» **The task**
List every line of the listing below that contains the string "frame". Matching is case-sensitive.

Records:
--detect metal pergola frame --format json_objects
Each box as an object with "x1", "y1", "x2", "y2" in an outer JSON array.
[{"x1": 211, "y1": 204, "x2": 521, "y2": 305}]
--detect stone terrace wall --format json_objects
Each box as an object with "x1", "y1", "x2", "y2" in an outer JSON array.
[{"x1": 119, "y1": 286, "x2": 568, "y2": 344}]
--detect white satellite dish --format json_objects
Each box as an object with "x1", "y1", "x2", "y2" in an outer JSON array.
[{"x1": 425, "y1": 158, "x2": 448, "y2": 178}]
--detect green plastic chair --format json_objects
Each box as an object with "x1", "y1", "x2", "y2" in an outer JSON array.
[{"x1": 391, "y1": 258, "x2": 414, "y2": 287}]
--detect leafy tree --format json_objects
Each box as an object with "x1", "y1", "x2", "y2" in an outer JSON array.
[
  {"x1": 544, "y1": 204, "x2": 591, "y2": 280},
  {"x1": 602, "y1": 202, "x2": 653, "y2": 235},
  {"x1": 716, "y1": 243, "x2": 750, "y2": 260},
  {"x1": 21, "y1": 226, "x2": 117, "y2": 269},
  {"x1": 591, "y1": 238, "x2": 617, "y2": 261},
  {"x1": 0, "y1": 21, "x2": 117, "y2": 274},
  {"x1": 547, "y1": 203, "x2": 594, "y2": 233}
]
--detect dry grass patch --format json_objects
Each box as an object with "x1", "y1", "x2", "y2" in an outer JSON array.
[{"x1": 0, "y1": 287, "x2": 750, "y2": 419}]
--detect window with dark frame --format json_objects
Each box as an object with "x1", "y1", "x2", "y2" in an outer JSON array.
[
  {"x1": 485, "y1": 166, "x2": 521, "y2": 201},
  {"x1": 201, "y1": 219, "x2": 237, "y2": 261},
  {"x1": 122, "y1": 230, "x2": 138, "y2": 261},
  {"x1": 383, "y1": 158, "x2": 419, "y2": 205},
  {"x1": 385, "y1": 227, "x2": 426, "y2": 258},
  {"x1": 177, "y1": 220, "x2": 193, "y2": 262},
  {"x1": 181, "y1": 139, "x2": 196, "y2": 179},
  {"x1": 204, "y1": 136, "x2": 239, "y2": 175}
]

» **Answer to the problem**
--detect metal pergola frame --format json_objects
--detect window with dark frame --format json_objects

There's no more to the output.